§ **WHAT IS EXPECTED**
Copy every line of the records below word for word, including the answers. Leave out the pictures.

§ **SUPPLIED RECORDS**
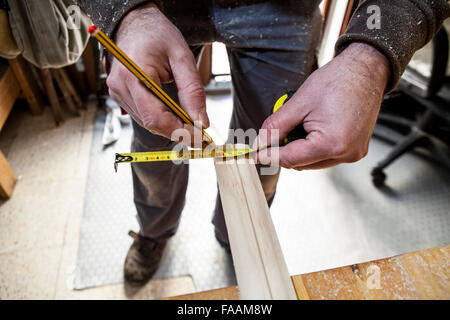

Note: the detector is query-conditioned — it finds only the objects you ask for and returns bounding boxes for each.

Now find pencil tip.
[88,24,97,34]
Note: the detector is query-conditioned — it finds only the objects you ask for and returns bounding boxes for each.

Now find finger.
[294,159,342,171]
[254,93,308,149]
[257,131,330,168]
[170,49,209,129]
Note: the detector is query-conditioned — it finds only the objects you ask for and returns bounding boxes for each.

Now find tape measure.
[114,91,308,172]
[114,145,255,172]
[272,90,308,145]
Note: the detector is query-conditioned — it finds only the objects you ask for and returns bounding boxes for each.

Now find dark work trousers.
[131,0,321,242]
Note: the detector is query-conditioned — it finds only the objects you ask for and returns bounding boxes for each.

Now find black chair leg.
[371,130,425,187]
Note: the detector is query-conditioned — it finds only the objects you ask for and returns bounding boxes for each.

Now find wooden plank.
[399,246,450,300]
[8,56,44,115]
[215,159,296,299]
[0,151,17,199]
[317,0,353,68]
[0,65,20,130]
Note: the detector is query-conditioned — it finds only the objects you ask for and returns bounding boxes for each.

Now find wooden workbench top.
[170,246,450,300]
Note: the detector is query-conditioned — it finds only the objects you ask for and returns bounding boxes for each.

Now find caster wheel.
[371,169,386,187]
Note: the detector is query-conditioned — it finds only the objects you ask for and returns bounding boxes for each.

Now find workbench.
[169,245,450,300]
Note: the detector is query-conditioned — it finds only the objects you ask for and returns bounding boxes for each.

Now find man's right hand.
[107,3,209,139]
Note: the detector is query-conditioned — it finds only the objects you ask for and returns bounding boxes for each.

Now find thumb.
[170,50,209,129]
[254,95,307,149]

§ **FULL RESPONSE**
Note: the detector is query-conditioned — it finds only the objects you ask for and returns bounding boxes for each.

Now find pencil tip.
[88,24,97,34]
Note: the detector is query-conditioned — it finds only the objects you ask for and returns bounding boxes for each.

Now find finger.
[294,159,342,171]
[254,93,308,149]
[257,131,330,168]
[170,49,209,129]
Note: the detector is query-conditioned — it finds only the objects you ask for and returns bounding boxes for each.

Now find tape measure.
[114,91,308,172]
[114,145,255,172]
[272,90,308,145]
Note: the detector is query-conditioned — it finds only the objects you ask for and returns bounding boxes for each.

Now find dark work trousers.
[131,0,321,242]
Note: the detector is query-conditioned — it finds only the objects you ask for and returns bounding boxes for each.

Now find black chair leg.
[371,130,425,187]
Note: the detector is query-conditioned — it finds only the objects you ask for and returns bounding boxes for each.

Now find wooden plank.
[399,246,450,300]
[8,56,44,115]
[215,159,296,299]
[0,151,17,199]
[317,0,353,68]
[0,65,20,130]
Note: the detector is query-conditioned — it finds only the objects you ask for and returns bounding boxes for each.

Now find wooden workbench top.
[170,246,450,300]
Note: the detector is query-conditioned — it finds only the objects you ask for and returns bounding boxes for each.

Now find caster wheel.
[371,169,386,187]
Note: the detector is query-conditioned — it finds only the objects you ask for and returns bounding boxes for each.

Now find workbench.
[169,245,450,300]
Note: the detector is query-conditioned — it finds only the objects you ask for and returns bounding boxes for each.

Now find man's right hand.
[107,3,209,139]
Note: the detector is query-conditioned — it finds only the objects you ask for and returns bounding boxes for each.

Now find thumb.
[170,50,209,129]
[254,95,307,149]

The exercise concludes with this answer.